Charades [58] and EPIC-Kitchen [61] contain multiple actions per video, and, like our dataset, they are intended for action detection tasks. Charades is a dataset of videos consisting of common actions such as “Holding a laptop” or “Watching TV.” Each of these actions ranges from a few seconds to tens of seconds in length; the length of time required for each action is small. EPIC-Kitchen is a video dataset with clips of first-person work activities in the kitchen; it differs from general action datasets such as Charades in that it consists of complex work activities in the specialized domain of cooking. In addition, the duration of each work activity is on the order of minutes, and it includes a wide range of work durations, although not as wide as our dataset.

Given these characteristics, EPIC-Kitchen is the dataset most similar to ours. There are three important differences, however, between our dataset and EPIC-Kitchen. First, our dataset covers work in the factory. To the best of our knowledge, there is no other video dataset for work detection in the factory. Therefore, it has been difficult to automate the operation process analysis using video; we believe that the proposed dataset will contribute to the progress of future research. In addition, unlike conventional general action datasets, this dataset is intended for the analysis of specialized work activities consisting of series of complex body movements. Second, our dataset includes a wider range of time periods than EPIC-Kitchen, from a few seconds to several tens of minutes per work activity. In general, having a wider range of work times increases the difficulty of work detection because the model needs to capture both micro and macro changes in the video. As mentioned above, the range of work times has been limited in the past, and therefore models that address this problem have not been well studied. We believe that this dataset will contribute to the development of research on work detection over long periods. Third, the videos in our dataset were captured by a fixed-point camera. Considering actual application to the work site, the method whereby a camera is affixed to the operator and acquires video, such as was done for the videos in EPIC-Kitchen, is not appropriate from the standpoint of the burden on the operator; it is also costly because it is necessary to prepare a camera for each worker. In addition, it has been pointed out that in cases where the background information varies, the work content may be estimated using only the features of the background [83]. An example that is mentioned is that if the background is a tennis court, it is possible to infer that the action in the video is “Tennis Swing” even if the person is removed from the video. If a first-person camera is used for task detection as in EPIC-Kitchen, we can expect that each work activity will have its own characteristic background (e.g., a sink when the activity is washing dishes). Because our dataset uses a fixed-point camera, the background is the same throughout the video. Therefore, it is possible to avoid the problems pointed out by [83] and set up a task that will infer the work content from the worker’s movements rather than the background.

2.3 Action recognition methods

Until the use of CNNs became widespread, manually defined features were proposed as the analysis model for use with the above action recognition datasets. Examples include Oreifej and Liu et al.’s HOND4 feature [84], the HOG feature-based model [85], STIP [86], Gradient and Histogram of Optical Flow [87], 3D Histogram of Gradient [88], SIFT-3D [89], and SURF [90]. The method using Fisher vector representation [91] was also mainstream.

(SHORT EXERCISE 1):
According to the passage on video datasets, what kind of camera captured the videos in the factory dataset?
(SHORT EXERCISE 2):
Please continue the passage on video datasets from its last sentence.
The answer is written by the program.

(DATASET SECTION):

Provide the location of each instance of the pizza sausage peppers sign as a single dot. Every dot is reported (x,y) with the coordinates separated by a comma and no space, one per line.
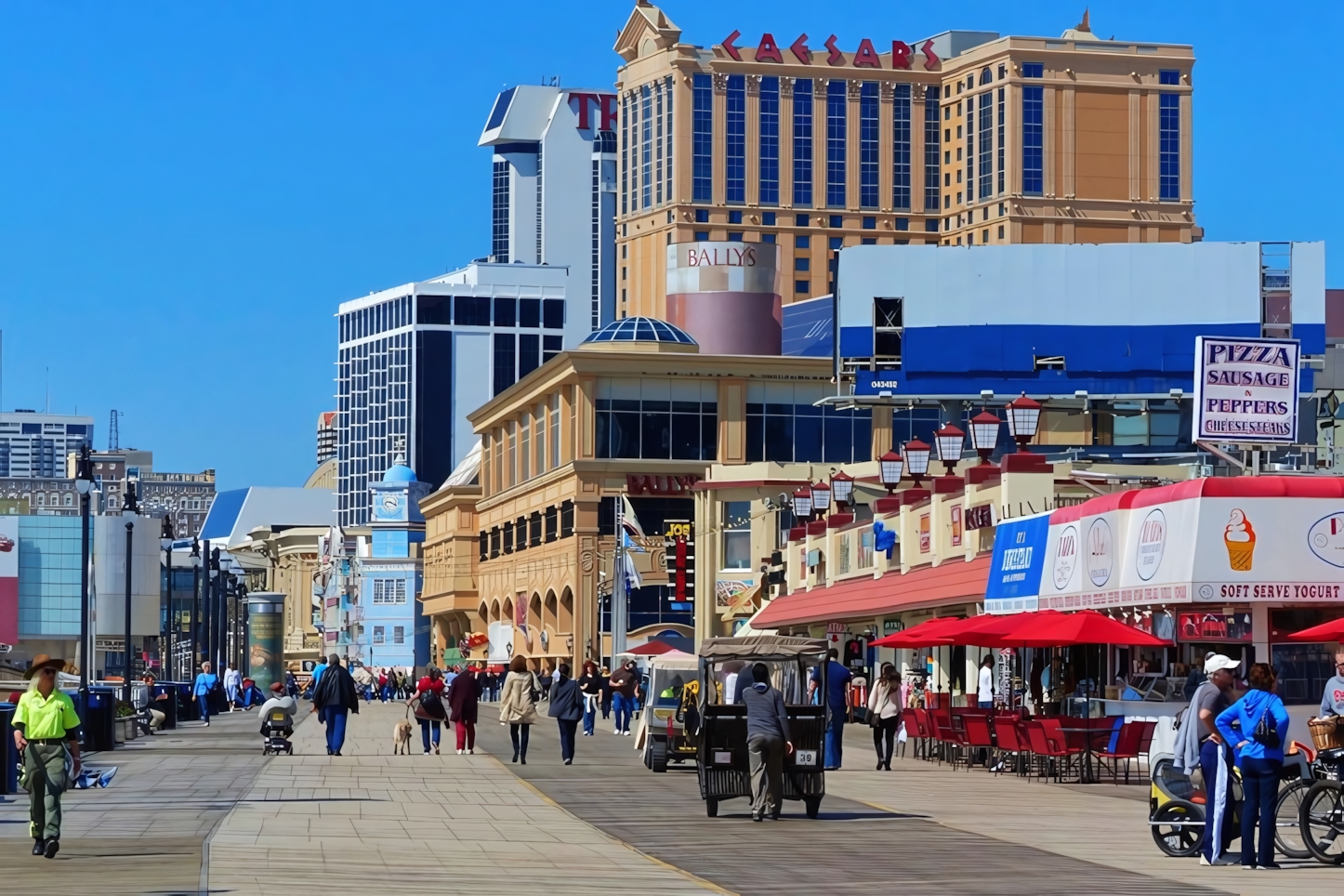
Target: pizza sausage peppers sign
(1246,389)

(RESULT 1):
A fixed-point camera.

(RESULT 2):
Since the publication of the study by [92], CNN methods have become mainstream in the field of computer vision, and in the video processing field, the SOTA method is a model based on CNN. Video processing requires not only spatial computation, as in the case of image processing, but also temporal computation. There are two main methods for computing the temporal dimension in CNN-based methods (see Table 3 for a summarized comparison). The first is a 3D convolutional neural network (3D-CNN) such as C3D [93]. This is a method for computing both spatial and temporal convolutions simultaneously; it has high representational capability. Following the proposal of C3D, 3D-CNN has been actively studied, such as in I3D [60], which employs Inception, and in work by [94], which is based on ResNet. Qui et al. proposed the Local and Global Diffusion (LGD) model. This model is equipped with LGD blocks that learn local and global representations in parallel [95]. D3D is a method for spatio-temporal recognition by distillation. Specifically, it is based on a teacher network that grasps the features of the optical flow and learns from the features of RGB only with a student network [96]. Tran et al. devised a model consisting of 3D ResNet by searching for the optimal architecture of convolutional neural networks [97]. PERF-Net, which uses the rendering information of poses in RGB frames to capture the motion features, has also been proposed [98]. In addition to the two streams, Hong et al. propose to use additional pose and pairwise streams which can be extracted contextual action cues to improve the performance of action recognition [99]. Shuiwang et al. have proposed a method for action recognition using 3D convolutional neural networks [100]. FstCN [101] also decompose a 3-dimensional convolution into 2-dimensional and 1-dimensional convolutions the model to reduce the amount of computation. ResNet [102] and DenseNet [103] has also been proposed as a model to reduce computational complexity. X3D is a model that searches for the optimal network structure [104]. A method to reduce the number of channels, called R(2+1)D [105], has been proposed, and the computation efficiency is being improved. Many other methods based on 3D-CNN such as P3D [106], S3D [107], and CSN [108] have been proposed and are SOTA for Kinetics and other datasets [109].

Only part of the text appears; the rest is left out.